((
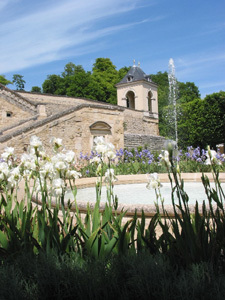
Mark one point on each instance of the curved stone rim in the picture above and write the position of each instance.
(129, 209)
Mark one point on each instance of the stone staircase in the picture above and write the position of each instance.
(18, 100)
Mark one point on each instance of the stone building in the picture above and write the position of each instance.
(131, 123)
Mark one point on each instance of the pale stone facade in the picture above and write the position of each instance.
(77, 121)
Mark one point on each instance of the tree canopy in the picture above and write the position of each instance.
(4, 81)
(19, 81)
(200, 121)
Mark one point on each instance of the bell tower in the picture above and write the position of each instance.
(137, 91)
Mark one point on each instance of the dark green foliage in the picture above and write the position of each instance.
(52, 85)
(36, 89)
(129, 277)
(187, 92)
(202, 122)
(4, 81)
(18, 81)
(76, 82)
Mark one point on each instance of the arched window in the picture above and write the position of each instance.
(130, 96)
(150, 101)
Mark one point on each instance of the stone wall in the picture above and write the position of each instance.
))
PROBLEM STATEMENT: Wherever a picture appears in the listing above, drop it, and restate the rest exactly.

EXPECTED ANSWER:
Mark one point on each instance of the curved stone rim in the picture above and write the position of each instance.
(129, 209)
Mark one point on each instance of the stone staircase in the picture above and write the position of each instance.
(18, 100)
Mark one point on each instance of the stone building in the picture above and write the position of each instance.
(131, 123)
Mark one point on each instance of the pale stone facade in the picture above and write the position of each instance.
(77, 121)
Mark one point on each instance of the tree canopy in the picture above and write the position of each instance.
(4, 81)
(19, 81)
(200, 121)
Mark one point on each instance of the bell tower in the picture above and write the position of each instance.
(137, 91)
Mark one point on each instance of the dark green foliage in the picture above and write the position of each instance.
(52, 85)
(36, 89)
(129, 277)
(187, 92)
(202, 122)
(4, 81)
(18, 81)
(76, 82)
Mark one point on each instance of the arched window in the picture above and write the position of each instance.
(130, 96)
(150, 101)
Mark one point on each instance of the stone wall in the picture above and write the position of each instance.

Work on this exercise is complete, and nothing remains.